> Problem: Set down each record exactly as written.

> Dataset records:
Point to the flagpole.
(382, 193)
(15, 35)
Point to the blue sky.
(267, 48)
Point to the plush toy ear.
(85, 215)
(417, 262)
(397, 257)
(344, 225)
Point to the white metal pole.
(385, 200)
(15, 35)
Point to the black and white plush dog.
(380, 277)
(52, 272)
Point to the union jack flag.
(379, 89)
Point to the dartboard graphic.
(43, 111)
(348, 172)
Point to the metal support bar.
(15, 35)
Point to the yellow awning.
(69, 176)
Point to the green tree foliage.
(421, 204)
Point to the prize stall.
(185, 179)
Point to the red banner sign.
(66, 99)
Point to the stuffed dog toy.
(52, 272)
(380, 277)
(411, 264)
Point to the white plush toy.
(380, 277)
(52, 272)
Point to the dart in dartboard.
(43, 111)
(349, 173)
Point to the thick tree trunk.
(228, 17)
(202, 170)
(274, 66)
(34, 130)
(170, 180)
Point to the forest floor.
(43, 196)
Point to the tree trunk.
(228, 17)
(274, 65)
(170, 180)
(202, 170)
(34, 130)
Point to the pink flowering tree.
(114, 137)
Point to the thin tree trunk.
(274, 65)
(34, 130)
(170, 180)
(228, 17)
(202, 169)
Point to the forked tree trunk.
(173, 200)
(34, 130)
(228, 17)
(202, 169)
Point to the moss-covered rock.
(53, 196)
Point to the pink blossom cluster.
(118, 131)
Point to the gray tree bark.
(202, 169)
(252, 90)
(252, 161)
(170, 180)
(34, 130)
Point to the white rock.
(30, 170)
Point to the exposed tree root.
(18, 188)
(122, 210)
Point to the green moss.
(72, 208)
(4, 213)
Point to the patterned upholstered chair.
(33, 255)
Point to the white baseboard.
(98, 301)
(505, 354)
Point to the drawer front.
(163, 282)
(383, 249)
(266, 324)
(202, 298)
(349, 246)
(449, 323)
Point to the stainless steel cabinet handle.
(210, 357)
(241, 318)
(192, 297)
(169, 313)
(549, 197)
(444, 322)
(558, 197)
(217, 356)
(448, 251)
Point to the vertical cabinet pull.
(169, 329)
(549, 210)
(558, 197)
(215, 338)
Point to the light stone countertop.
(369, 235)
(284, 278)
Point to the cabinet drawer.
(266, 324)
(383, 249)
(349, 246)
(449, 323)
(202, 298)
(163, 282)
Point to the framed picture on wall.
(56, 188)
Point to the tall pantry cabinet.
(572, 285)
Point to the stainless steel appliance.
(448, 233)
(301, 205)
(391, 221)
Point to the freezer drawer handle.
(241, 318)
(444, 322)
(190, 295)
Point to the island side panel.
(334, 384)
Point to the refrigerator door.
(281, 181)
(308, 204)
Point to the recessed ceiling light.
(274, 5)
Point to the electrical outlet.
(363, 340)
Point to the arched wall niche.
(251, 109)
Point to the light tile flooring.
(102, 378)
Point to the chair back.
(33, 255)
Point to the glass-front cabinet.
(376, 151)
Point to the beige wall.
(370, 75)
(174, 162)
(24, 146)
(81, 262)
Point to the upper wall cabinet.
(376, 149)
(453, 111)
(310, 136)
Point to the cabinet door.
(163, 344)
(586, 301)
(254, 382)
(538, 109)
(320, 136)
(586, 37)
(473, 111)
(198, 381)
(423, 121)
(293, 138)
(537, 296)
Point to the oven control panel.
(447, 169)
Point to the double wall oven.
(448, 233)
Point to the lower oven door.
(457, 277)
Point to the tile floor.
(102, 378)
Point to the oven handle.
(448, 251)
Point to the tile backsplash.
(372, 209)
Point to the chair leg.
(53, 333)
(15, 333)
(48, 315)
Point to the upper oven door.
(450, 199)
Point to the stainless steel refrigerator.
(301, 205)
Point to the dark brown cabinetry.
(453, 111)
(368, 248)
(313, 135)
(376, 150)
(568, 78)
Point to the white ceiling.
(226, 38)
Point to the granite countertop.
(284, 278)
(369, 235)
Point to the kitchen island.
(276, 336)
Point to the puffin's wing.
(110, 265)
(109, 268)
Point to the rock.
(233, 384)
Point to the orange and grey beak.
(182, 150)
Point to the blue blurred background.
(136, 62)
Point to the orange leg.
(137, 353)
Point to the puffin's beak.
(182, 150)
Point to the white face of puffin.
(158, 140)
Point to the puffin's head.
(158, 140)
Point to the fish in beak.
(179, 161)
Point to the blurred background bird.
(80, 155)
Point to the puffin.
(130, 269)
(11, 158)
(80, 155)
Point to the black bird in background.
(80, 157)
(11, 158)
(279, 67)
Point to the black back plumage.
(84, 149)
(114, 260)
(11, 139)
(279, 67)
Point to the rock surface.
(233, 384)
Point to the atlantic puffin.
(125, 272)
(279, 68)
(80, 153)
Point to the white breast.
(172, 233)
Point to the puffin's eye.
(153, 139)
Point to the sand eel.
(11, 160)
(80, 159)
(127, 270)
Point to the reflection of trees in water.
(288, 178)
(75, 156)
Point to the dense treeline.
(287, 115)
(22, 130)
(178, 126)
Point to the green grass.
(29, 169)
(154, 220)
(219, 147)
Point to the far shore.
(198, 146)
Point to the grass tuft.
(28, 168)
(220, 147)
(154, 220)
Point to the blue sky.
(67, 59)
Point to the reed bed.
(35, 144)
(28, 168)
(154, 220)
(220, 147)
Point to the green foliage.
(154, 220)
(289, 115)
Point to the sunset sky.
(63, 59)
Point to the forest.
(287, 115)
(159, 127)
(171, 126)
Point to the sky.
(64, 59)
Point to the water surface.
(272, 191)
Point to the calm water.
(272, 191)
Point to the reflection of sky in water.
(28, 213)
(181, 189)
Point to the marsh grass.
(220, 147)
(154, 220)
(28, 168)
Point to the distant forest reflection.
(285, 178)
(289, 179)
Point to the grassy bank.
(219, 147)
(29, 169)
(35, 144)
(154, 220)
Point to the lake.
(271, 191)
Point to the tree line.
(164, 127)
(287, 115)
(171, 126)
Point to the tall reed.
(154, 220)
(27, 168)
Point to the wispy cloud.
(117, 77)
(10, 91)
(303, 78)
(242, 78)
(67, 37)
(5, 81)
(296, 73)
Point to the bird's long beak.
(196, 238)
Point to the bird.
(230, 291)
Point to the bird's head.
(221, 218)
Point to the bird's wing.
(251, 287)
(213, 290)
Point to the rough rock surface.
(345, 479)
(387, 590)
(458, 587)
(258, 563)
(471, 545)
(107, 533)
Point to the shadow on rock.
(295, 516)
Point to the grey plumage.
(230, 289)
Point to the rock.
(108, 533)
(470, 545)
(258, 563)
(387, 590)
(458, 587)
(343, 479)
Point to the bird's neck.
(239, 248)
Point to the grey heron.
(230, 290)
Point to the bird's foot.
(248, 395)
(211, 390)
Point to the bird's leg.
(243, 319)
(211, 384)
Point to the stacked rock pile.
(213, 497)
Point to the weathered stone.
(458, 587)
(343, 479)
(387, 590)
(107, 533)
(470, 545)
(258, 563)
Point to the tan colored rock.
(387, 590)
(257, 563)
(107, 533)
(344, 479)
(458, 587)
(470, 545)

> Exercise response:
Point to the flagpole.
(382, 193)
(15, 35)
Point to the blue sky.
(267, 48)
Point to the plush toy ear.
(85, 215)
(417, 262)
(397, 257)
(344, 225)
Point to the white metal pole.
(385, 200)
(15, 35)
Point to the black and white plush dog.
(380, 277)
(52, 272)
Point to the union jack flag.
(379, 89)
Point to the dartboard graphic.
(43, 111)
(348, 172)
Point to the metal support bar.
(15, 35)
Point to the yellow awning.
(69, 176)
Point to the green tree foliage.
(421, 204)
Point to the prize stall.
(185, 179)
Point to the red banner sign.
(66, 99)
Point to the stuffed dog toy.
(52, 272)
(380, 277)
(411, 264)
Point to the white plush toy.
(380, 277)
(52, 272)
Point to the dart in dartboard.
(43, 111)
(349, 173)
Point to the thick tree trunk.
(228, 17)
(202, 170)
(274, 66)
(34, 130)
(170, 180)
Point to the forest floor.
(43, 196)
Point to the tree trunk.
(228, 17)
(274, 65)
(170, 180)
(202, 170)
(34, 130)
Point to the pink flowering tree.
(114, 137)
Point to the thin tree trunk.
(274, 65)
(34, 130)
(170, 180)
(228, 17)
(202, 169)
Point to the forked tree trunk.
(173, 200)
(34, 130)
(228, 17)
(202, 169)
Point to the moss-covered rock.
(53, 196)
Point to the pink blossom cluster.
(118, 131)
Point to the gray tree bark.
(202, 169)
(252, 90)
(252, 161)
(170, 180)
(34, 130)
Point to the white rock.
(30, 170)
Point to the exposed tree root.
(18, 188)
(122, 210)
Point to the green moss.
(72, 208)
(4, 213)
Point to the patterned upholstered chair.
(33, 255)
Point to the white baseboard.
(98, 301)
(505, 354)
Point to the drawer front.
(163, 282)
(383, 249)
(266, 324)
(202, 298)
(349, 246)
(449, 323)
Point to the stainless steel cabinet handle.
(210, 357)
(241, 318)
(192, 297)
(169, 313)
(549, 197)
(444, 322)
(558, 197)
(217, 356)
(448, 251)
Point to the vertical cabinet pull.
(169, 329)
(549, 210)
(558, 197)
(215, 338)
Point to the light stone countertop.
(369, 235)
(284, 278)
Point to the cabinet drawer.
(266, 324)
(383, 249)
(349, 246)
(449, 323)
(202, 298)
(163, 282)
Point to the framed picture on wall.
(56, 188)
Point to the tall pantry cabinet.
(572, 285)
Point to the stainless steel appliance.
(448, 233)
(301, 205)
(391, 221)
Point to the freezer drawer handle.
(241, 318)
(444, 322)
(190, 295)
Point to the island side panel.
(334, 384)
Point to the refrigerator door.
(281, 181)
(308, 204)
Point to the recessed ceiling light.
(274, 5)
Point to the electrical outlet.
(363, 340)
Point to the arched wall niche.
(251, 109)
Point to the light tile flooring.
(102, 378)
Point to the chair back.
(33, 255)
Point to the glass-front cabinet.
(376, 151)
Point to the beige wall.
(370, 75)
(174, 162)
(24, 146)
(81, 262)
Point to the upper wall cabinet.
(376, 149)
(453, 111)
(310, 136)
Point to the cabinet door.
(163, 344)
(586, 301)
(254, 382)
(538, 109)
(320, 136)
(586, 37)
(473, 111)
(198, 381)
(423, 121)
(293, 138)
(537, 296)
Point to the oven control panel.
(447, 169)
Point to the double wall oven.
(448, 233)
Point to the lower oven door.
(457, 277)
Point to the tile floor.
(102, 378)
Point to the oven handle.
(448, 251)
Point to the tile backsplash.
(372, 209)
Point to the chair leg.
(53, 333)
(15, 333)
(48, 315)
Point to the upper oven door.
(450, 199)
Point to the stainless steel refrigerator.
(301, 205)
Point to the dark brown cabinetry.
(453, 111)
(368, 248)
(313, 135)
(376, 150)
(568, 78)
Point to the white ceiling.
(226, 38)
Point to the granite countertop.
(284, 278)
(369, 235)
Point to the kitchen island.
(276, 336)
Point to the puffin's wing.
(110, 265)
(109, 268)
Point to the rock.
(233, 384)
Point to the orange and grey beak.
(182, 150)
Point to the blue blurred background.
(136, 62)
Point to the orange leg.
(137, 353)
Point to the puffin's beak.
(182, 150)
Point to the white face of puffin.
(158, 140)
Point to the puffin's head.
(158, 140)
Point to the fish in beak.
(179, 161)
Point to the blurred background bird.
(80, 155)
Point to the puffin.
(130, 269)
(11, 158)
(80, 155)
Point to the black bird in background.
(80, 157)
(11, 158)
(279, 67)
Point to the black back plumage.
(84, 149)
(114, 260)
(11, 139)
(279, 67)
Point to the rock surface.
(233, 384)
Point to the atlantic puffin.
(125, 272)
(279, 68)
(80, 153)
Point to the white breast.
(172, 233)
Point to the puffin's eye.
(153, 139)
Point to the sand eel.
(11, 160)
(80, 159)
(127, 270)
Point to the reflection of trees in water.
(288, 178)
(75, 156)
Point to the dense treeline.
(287, 115)
(22, 130)
(178, 126)
Point to the green grass.
(29, 169)
(154, 220)
(219, 147)
Point to the far shore.
(198, 146)
Point to the grass tuft.
(28, 168)
(220, 147)
(154, 220)
Point to the blue sky.
(67, 59)
Point to the reed bed.
(35, 144)
(28, 168)
(154, 220)
(220, 147)
Point to the green foliage.
(154, 220)
(289, 115)
Point to the sunset sky.
(63, 59)
Point to the forest.
(287, 115)
(159, 127)
(171, 126)
Point to the sky.
(64, 59)
Point to the water surface.
(272, 191)
Point to the calm water.
(272, 191)
Point to the reflection of sky in water.
(28, 213)
(181, 189)
Point to the marsh grass.
(220, 147)
(154, 220)
(28, 168)
Point to the distant forest reflection.
(285, 178)
(289, 179)
Point to the grassy bank.
(219, 147)
(29, 169)
(35, 144)
(154, 220)
Point to the lake.
(271, 191)
Point to the tree line.
(164, 127)
(287, 115)
(171, 126)
Point to the tall reed.
(154, 220)
(27, 168)
Point to the wispy cloud.
(117, 77)
(10, 91)
(303, 78)
(242, 78)
(67, 37)
(5, 81)
(296, 73)
Point to the bird's long beak.
(196, 238)
Point to the bird.
(230, 291)
Point to the bird's head.
(221, 218)
Point to the bird's wing.
(251, 287)
(213, 290)
Point to the rough rock surface.
(345, 479)
(387, 590)
(458, 587)
(258, 563)
(471, 545)
(107, 533)
Point to the shadow on rock.
(295, 516)
Point to the grey plumage.
(230, 289)
Point to the rock.
(108, 533)
(470, 545)
(258, 563)
(387, 590)
(458, 587)
(343, 479)
Point to the bird's neck.
(239, 248)
Point to the grey heron.
(230, 290)
Point to the bird's foot.
(248, 395)
(211, 390)
Point to the bird's leg.
(243, 319)
(211, 384)
Point to the stacked rock pile.
(213, 497)
Point to the weathered stone.
(458, 587)
(343, 479)
(387, 590)
(107, 533)
(470, 545)
(258, 563)
Point to the tan colored rock.
(387, 590)
(257, 563)
(107, 533)
(344, 479)
(458, 587)
(470, 545)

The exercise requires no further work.